— begin GIVEN INFORMATION —

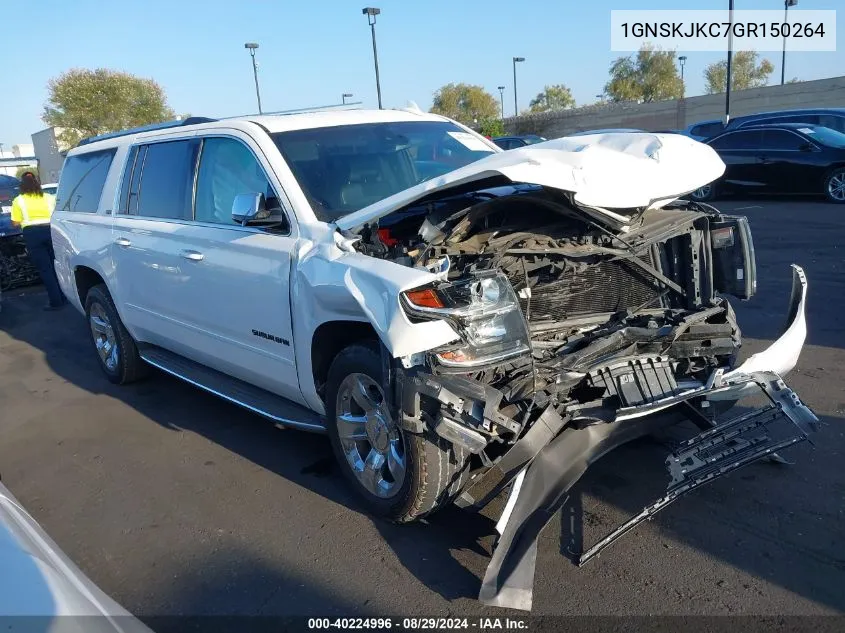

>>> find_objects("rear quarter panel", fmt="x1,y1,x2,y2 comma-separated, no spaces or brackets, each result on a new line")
51,144,128,313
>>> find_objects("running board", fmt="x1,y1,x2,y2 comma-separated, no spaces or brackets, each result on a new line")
578,382,818,567
139,345,326,433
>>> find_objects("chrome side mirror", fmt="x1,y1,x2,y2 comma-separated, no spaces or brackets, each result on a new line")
232,192,285,227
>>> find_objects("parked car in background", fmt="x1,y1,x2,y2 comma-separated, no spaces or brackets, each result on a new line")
0,483,152,633
690,123,845,204
725,108,845,134
680,119,725,141
490,134,546,149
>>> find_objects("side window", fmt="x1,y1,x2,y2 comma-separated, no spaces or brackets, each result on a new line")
56,149,116,213
196,137,280,224
763,130,806,152
115,147,138,213
712,130,763,150
137,139,199,220
819,114,845,133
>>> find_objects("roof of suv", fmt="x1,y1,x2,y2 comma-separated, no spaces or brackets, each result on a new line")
71,110,450,153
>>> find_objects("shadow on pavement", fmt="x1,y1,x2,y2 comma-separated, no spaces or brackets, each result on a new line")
0,286,845,612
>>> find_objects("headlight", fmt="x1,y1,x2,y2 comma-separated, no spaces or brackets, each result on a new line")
402,273,531,367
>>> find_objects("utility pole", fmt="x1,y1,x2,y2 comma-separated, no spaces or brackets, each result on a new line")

— end GIVEN INFORMATION —

WHAT IS NEEDED >> Extract each line of the material above that contains the word "side", and reproduce every such line in full.

COMPLETED EXERCISE >>
>>> find_objects("chrome side mirror", fmt="x1,y1,x2,y2 comma-separated, no spaces or brackets, each result on a new line")
>>> find_objects("side window", fmt="x1,y1,x2,y2 comma-separated, no spaces or brackets, each result on a new line")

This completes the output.